## TASK DIRECTIONS
Duplicate all of the material that follows line for line, omitting the pictures from your answer.

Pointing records
** Begin **

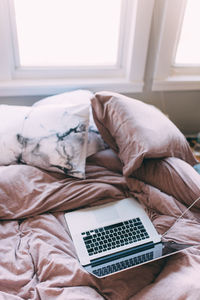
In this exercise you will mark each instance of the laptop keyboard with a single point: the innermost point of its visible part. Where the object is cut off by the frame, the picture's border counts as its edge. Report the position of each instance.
(114, 236)
(123, 264)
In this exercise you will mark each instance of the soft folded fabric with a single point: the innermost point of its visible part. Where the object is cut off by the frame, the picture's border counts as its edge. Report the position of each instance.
(136, 130)
(53, 138)
(73, 98)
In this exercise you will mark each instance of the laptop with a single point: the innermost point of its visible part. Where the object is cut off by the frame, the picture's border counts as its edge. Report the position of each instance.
(117, 236)
(113, 237)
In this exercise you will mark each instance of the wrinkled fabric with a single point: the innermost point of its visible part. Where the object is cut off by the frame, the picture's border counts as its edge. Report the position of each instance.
(37, 256)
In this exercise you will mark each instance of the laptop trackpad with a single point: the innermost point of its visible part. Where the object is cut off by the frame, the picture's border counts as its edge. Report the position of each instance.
(110, 214)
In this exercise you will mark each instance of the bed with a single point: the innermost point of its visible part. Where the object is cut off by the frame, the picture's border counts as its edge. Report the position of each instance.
(134, 151)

** End **

## FULL OUTPUT
In this exercise you will mark each instance of the laptop keyboard with a single point: the innermost point of its visible part. Where the object is cut off by the frame, the picture's border counts as its edge. Report the position of each instance.
(114, 236)
(123, 264)
In this exercise you will mark each instance of the soft folded fabric with a single point: the innermost point of its visible part. Where the object is cut off by the frame, the picture's border counts as its edge. Report the position of each instance.
(136, 130)
(53, 138)
(73, 98)
In this exercise you will mark each instance of the laptop with a single point: the innermost point of its visible part. Where the object is cut off by the frame, the picture's border counts as its edge. Report the position of each instance.
(117, 236)
(113, 237)
In this exercise you will mark each instance of the wrinkled fabric with a single point: the innermost point of its visible part. Where the object is cut off by the frame, the picture's border counts as its edge. Report the position of each instance.
(37, 256)
In this exercise you will mark each instance of the laptop trackpad with a single point: the innermost point of its visible part. Where the object is cut off by the frame, the picture's border counts as its edge. Report the position of each instance.
(110, 214)
In this exercise you will mark each instance of the bed with a single point: the innermost point of its visible part. Where the object is cut off by the frame, the picture's border counts as its edge. Report the position of each instance.
(134, 151)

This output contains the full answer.